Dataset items

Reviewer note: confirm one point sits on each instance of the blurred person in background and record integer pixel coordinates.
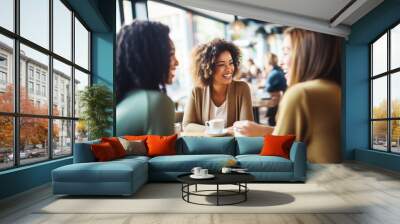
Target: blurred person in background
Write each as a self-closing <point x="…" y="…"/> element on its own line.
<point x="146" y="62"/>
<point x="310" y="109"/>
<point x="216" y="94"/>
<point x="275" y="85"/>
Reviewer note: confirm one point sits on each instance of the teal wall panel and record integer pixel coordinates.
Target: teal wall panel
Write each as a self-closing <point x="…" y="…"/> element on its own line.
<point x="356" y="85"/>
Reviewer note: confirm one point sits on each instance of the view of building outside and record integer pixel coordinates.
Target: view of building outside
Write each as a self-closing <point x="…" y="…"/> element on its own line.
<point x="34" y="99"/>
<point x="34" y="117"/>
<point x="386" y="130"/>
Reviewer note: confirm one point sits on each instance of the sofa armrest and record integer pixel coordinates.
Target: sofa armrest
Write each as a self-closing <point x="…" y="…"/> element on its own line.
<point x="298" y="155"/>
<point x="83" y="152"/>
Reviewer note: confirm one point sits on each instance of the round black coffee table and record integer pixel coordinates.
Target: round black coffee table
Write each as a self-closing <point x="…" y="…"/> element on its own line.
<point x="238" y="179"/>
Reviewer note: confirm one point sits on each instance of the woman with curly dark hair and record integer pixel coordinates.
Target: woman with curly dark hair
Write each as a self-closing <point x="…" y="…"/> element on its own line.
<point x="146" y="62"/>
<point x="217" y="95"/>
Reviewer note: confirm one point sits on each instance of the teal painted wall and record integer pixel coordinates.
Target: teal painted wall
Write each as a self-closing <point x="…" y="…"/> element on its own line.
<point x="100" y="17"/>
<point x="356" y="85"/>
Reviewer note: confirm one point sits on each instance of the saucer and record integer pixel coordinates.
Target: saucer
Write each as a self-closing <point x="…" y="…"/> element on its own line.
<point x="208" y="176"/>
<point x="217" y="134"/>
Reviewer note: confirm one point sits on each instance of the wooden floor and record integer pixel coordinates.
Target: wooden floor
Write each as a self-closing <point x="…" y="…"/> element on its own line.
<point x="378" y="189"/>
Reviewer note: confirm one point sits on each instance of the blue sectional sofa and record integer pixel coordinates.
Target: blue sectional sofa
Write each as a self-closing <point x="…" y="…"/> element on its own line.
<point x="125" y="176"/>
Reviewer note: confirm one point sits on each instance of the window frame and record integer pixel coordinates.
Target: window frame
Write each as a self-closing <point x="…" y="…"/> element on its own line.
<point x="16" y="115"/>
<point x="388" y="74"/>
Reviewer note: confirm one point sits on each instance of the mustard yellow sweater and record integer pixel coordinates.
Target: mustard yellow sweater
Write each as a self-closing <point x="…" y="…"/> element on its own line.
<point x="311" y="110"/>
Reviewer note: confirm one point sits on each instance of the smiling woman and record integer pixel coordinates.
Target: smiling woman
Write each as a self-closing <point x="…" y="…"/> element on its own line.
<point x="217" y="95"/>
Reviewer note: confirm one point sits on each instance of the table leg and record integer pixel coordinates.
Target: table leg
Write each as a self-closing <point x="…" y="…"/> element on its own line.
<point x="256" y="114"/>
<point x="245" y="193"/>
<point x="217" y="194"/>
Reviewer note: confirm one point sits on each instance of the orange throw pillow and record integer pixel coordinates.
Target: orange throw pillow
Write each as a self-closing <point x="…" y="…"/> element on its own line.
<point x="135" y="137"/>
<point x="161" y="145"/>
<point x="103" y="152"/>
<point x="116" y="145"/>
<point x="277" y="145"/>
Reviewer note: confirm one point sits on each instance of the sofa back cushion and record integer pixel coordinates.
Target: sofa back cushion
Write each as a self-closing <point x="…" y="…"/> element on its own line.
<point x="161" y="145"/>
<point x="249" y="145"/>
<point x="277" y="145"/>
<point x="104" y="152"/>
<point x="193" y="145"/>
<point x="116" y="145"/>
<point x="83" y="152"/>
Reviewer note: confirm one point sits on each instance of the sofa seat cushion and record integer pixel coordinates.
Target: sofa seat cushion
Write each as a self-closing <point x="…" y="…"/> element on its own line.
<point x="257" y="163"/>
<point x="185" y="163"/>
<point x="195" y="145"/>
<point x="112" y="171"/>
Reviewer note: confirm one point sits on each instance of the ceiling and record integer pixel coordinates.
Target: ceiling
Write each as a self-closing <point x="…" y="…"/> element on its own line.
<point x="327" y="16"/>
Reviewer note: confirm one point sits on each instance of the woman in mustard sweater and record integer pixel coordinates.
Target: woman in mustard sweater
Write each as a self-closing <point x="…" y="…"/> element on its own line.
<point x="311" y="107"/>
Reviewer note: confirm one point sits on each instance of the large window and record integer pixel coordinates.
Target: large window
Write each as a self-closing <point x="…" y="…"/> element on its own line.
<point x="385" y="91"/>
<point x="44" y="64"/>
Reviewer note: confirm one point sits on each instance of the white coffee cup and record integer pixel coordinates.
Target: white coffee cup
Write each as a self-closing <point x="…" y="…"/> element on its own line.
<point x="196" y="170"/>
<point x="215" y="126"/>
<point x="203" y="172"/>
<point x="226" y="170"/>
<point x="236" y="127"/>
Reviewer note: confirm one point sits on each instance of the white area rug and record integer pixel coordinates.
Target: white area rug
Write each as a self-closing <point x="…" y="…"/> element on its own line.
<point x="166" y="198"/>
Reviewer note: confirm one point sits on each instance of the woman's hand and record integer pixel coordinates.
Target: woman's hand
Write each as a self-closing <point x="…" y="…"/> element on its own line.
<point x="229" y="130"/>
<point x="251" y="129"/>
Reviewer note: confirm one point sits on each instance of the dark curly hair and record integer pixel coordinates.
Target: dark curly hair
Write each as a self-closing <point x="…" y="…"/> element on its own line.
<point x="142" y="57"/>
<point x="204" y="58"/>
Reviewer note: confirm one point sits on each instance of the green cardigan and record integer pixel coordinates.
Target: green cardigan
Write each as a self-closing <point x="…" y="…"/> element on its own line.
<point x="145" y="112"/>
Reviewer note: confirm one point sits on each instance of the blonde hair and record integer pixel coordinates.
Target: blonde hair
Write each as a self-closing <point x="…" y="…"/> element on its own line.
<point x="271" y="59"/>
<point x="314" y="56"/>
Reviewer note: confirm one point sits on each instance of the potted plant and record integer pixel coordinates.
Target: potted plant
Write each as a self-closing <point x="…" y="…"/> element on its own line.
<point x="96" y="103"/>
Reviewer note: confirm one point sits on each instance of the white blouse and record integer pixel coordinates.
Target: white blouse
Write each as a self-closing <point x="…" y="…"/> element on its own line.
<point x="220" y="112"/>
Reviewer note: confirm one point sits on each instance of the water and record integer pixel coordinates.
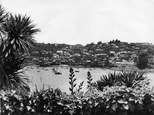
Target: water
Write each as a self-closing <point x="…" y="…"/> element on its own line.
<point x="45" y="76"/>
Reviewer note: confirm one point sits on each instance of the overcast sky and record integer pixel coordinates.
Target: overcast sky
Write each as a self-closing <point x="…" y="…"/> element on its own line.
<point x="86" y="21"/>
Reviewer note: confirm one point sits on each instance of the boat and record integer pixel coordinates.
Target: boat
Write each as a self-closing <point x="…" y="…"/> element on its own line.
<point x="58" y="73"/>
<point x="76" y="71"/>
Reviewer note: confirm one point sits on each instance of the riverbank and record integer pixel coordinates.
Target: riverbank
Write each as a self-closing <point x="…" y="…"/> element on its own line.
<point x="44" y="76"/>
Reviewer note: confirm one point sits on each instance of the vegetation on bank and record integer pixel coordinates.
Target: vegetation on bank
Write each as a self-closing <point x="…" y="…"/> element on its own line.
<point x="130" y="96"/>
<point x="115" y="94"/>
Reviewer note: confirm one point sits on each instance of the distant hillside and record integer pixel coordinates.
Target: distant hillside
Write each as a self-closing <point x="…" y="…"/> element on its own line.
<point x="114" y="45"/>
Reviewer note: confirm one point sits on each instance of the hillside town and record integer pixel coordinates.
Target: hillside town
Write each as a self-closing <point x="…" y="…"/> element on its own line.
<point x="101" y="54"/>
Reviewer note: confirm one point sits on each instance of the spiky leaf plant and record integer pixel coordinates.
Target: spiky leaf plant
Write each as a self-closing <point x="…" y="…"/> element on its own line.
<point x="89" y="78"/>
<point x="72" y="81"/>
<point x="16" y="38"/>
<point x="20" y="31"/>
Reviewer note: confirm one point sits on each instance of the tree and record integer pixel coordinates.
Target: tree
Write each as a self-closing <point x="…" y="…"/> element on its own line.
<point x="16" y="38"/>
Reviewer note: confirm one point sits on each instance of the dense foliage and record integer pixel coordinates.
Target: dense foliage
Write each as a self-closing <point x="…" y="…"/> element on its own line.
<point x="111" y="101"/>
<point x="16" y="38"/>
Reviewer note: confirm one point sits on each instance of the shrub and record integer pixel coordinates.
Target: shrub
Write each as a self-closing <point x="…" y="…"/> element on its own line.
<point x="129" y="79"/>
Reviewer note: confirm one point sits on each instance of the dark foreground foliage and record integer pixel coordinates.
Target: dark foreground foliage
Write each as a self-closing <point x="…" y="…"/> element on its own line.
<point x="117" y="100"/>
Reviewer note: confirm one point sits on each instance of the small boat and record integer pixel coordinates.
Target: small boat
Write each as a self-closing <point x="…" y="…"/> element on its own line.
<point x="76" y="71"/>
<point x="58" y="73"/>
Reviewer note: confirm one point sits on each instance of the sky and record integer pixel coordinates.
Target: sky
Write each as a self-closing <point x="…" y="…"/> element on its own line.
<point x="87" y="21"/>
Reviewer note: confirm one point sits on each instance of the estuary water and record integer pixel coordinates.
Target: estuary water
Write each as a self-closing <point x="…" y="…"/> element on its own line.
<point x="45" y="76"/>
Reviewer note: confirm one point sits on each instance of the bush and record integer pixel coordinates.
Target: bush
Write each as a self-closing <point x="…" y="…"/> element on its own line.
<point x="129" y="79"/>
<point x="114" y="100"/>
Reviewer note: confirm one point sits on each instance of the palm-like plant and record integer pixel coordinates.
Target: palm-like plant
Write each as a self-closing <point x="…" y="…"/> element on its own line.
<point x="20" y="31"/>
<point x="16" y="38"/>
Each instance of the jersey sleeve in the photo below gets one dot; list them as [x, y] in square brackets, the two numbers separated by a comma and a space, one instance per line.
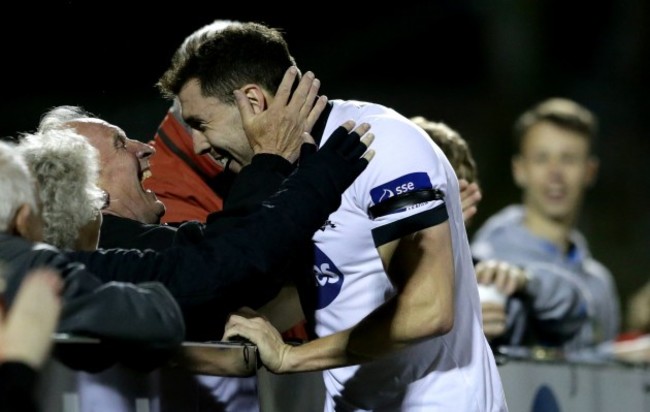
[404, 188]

==

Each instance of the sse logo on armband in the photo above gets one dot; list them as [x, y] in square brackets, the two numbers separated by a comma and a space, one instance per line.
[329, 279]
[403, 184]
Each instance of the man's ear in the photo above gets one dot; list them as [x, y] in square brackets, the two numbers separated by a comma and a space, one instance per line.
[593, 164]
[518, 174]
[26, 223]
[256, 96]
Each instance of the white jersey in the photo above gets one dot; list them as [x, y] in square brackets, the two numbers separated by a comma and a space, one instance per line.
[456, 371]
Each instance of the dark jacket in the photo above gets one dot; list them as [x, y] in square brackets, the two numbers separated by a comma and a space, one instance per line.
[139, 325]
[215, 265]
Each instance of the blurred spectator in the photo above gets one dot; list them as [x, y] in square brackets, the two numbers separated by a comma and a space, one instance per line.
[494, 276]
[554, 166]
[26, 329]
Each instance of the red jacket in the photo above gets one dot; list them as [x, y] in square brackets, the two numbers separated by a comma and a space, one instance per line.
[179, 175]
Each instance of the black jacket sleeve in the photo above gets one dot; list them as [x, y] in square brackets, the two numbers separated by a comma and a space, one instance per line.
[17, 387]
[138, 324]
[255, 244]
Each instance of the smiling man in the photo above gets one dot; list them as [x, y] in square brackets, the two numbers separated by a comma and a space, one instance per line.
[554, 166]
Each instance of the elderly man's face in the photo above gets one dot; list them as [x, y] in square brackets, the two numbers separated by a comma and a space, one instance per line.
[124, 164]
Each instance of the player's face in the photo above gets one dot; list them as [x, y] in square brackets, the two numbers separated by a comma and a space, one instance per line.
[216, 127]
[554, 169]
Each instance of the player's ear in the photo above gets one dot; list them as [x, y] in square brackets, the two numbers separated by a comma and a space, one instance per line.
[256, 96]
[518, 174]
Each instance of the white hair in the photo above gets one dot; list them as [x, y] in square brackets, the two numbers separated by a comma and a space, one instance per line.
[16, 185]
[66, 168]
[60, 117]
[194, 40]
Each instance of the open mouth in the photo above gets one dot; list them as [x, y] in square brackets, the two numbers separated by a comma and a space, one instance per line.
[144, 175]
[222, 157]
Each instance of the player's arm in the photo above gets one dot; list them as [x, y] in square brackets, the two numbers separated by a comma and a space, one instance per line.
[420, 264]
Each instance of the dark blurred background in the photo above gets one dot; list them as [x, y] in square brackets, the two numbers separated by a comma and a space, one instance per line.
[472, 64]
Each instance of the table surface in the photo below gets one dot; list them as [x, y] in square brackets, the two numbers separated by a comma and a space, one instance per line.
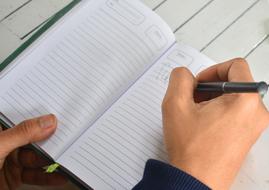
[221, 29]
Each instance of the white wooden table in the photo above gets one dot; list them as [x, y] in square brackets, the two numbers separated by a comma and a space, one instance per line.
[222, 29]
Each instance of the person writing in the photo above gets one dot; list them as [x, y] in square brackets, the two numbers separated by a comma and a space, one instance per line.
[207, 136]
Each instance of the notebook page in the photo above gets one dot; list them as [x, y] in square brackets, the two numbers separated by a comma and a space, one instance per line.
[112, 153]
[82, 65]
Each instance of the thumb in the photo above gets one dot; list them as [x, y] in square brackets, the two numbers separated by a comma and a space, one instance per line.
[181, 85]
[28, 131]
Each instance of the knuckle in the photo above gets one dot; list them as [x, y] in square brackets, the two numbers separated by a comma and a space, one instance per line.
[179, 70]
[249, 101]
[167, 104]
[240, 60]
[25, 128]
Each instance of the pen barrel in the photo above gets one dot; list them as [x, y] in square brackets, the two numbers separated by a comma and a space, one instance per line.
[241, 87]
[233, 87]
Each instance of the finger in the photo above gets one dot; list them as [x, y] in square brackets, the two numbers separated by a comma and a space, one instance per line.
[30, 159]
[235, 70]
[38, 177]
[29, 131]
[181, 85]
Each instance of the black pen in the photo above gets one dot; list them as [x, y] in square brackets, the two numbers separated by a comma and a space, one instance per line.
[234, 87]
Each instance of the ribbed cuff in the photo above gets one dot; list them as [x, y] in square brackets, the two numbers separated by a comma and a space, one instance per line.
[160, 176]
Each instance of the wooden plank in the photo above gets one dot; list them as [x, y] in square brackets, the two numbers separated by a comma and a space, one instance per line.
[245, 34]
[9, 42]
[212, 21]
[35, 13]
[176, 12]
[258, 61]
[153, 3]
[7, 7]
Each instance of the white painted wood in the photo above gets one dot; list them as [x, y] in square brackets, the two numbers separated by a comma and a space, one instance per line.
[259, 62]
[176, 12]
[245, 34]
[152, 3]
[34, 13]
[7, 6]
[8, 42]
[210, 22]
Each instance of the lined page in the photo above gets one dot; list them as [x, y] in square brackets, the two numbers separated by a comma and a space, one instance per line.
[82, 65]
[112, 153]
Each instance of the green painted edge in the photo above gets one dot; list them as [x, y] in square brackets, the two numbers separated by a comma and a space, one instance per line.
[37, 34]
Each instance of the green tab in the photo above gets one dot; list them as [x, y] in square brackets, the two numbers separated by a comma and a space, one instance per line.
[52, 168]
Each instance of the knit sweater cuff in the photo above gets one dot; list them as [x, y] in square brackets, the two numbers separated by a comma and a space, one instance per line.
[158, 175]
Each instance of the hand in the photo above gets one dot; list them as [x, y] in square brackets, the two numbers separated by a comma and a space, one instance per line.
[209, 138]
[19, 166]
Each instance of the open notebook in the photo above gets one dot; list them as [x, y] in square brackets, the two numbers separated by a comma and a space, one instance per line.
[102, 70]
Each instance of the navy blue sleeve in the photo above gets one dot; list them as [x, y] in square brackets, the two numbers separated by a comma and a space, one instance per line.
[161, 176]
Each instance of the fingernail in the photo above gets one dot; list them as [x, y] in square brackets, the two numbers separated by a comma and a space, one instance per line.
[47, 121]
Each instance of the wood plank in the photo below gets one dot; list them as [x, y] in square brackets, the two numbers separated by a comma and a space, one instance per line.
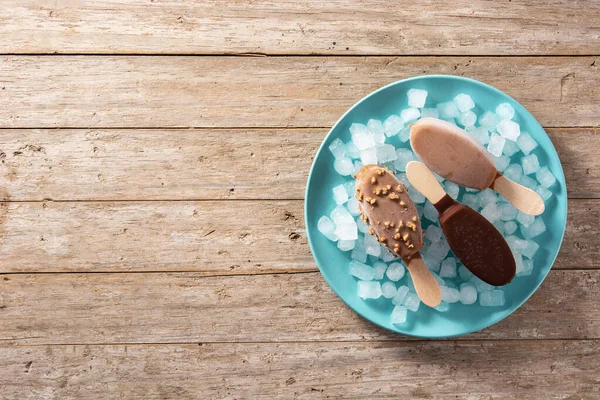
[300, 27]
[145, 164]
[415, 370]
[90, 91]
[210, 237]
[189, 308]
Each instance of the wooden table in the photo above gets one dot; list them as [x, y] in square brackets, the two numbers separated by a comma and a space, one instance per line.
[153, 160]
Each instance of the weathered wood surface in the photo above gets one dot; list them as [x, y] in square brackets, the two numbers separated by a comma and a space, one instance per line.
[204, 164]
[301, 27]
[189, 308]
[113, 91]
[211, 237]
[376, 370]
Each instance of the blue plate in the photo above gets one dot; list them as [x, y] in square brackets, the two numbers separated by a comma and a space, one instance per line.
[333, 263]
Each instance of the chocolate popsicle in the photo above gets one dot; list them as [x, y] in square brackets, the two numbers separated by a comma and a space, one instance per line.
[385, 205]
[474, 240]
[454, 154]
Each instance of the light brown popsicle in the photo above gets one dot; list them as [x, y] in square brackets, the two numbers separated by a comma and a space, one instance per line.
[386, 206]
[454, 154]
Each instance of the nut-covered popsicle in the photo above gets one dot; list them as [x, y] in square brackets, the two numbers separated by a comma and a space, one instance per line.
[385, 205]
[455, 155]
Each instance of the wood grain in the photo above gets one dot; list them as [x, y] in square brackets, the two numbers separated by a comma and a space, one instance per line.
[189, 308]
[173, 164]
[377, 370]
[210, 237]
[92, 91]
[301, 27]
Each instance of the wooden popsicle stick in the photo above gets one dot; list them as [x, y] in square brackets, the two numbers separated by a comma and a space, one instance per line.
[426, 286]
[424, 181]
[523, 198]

#### Required task
Gather every line of the material above that contains the word "overcast" and copy each one unchanged.

#### Full output
Reviewer note: confirm one point sits on each instance of the overcast sky and record integer pixel coordinates.
Target: overcast sky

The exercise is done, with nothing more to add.